[PÁGINA]:

──────

El sábado pasado murió D. Antonin Scalia, juez del Tribunal Supremo de los Estados Unidos, hijo de inmigrantes sicilianos, católico y padre de nueve hijos, uno de ellos sacerdote. La noticia ha pasado sin pena ni gloria por la mayoría de los medios de lengua española, pero tiene una gran relevancia. A diferencia de lo que sucede en España, en Norteamérica, el puesto de miembro del Tribunal Supremo (equivalente a grandes rasgos a nuestro Tribunal Constitucional) es importantísimo, porque es vitalicio. En ese sentido, los jueces del Tribunal Supremo estadounidense pueden constituir un verdadero tercer poder judicial estable, que haga de contrapeso al ejecutivo y al legislativo.
El fallecimiento inesperado del juez Scalia ha revolucionado el escenario político norteamericano, porque deja una vacante que el Presidente Obama intentará llenar (si el Senado le deja), cambiando por completo la orientación del Tribunal Supremopara muchos años. De hecho, la BBC escribió que la muerte de Scalia “podría definir el destino político de los Estados Unidos".
Es de suponer que, si el Presidente Obama consiguiera nombrar a un nuevo juez para el Tribunal, su candidato ideal sería alguien opuesto en todos los sentidos a Scalia. El juez Antonin Scalia era, en efecto, el principal defensor de la cordura, el sentido común y la independencia judicial en un Tribunal Supremo politizado y convertido en una herramienta al servicio de la reingeniería social.

──────

[INFORMACIÓN REGISTRADA]:
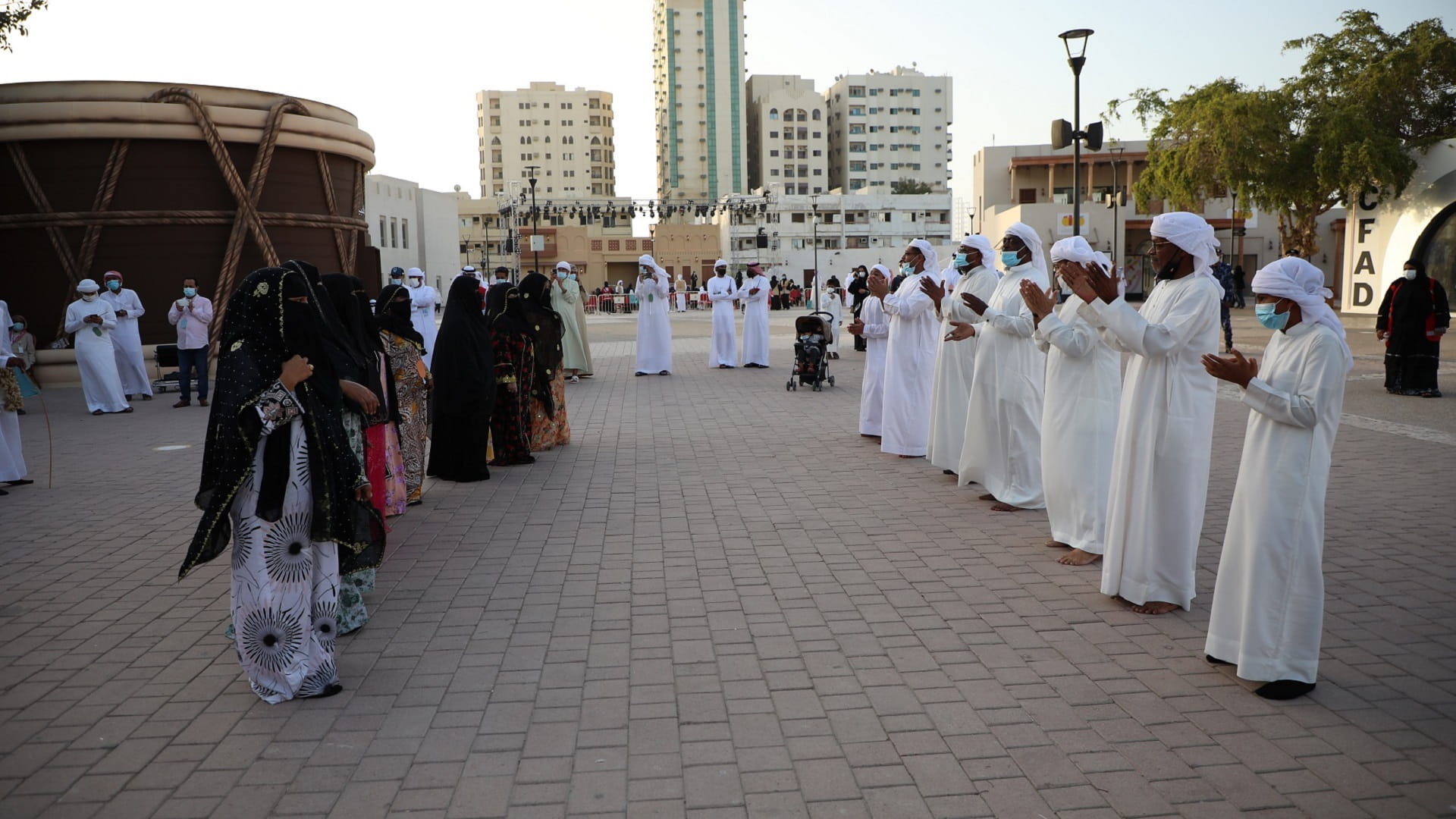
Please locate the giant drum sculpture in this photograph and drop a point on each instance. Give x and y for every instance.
(162, 183)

──────

[INSTRUCCIONES Y REQUISITOS]: ¿Puedes continuar el texto sobre la muerte del juez Antonin Scalia a partir de su última oración?

[PROBLEMA RESUELTO]:
Para entender su trayectoria judicial, habría que hablar de suferrea oposición a lo que se ha llamado el “activismo judicial”, es decir, la perniciosa nueva costumbre de los jueces de ir más allá de las leyes y crear de la nada nuevos “valores” y “principios” que les permiten, de hecho, legislar a su antojo sin ningún tipo de mandato para ello. Así es como, en Estados Unidos, los jueces introdujeron y blindaron el aborto al margen y en contra de las leyes del país en el famoso caso Roe vs. Wade, inventando un supuesto “derecho constitucional a la privacidad” que, por supuesto, no existe en la constitución norteamericana. Este activismo judicial, utilizado en muchas ocasiones posteriormente, muestra la determinación de introducir en el mundo occidental una nueva moral cueste lo que cueste: si lo aprueban los ciudadanos, muy bien, y si no lo aprueban, se eligen jueces que prescindan de la voluntad de los ciudadanos y el resultado final es el mismo.
También convendría mencionar su refrescante costumbre de llamar a las cosas por su nombre, sin eufemismos. Recientemente, cuando uno de los jueces “católicos” del Tribunal, el juez Kennedy, votó a favor de admitir los matrimonios del mismo sexo, Scalia calificó la confusísima justificación que Kennedy dio de su voto como “aforismos místicos propios de una galleta de la fortuna".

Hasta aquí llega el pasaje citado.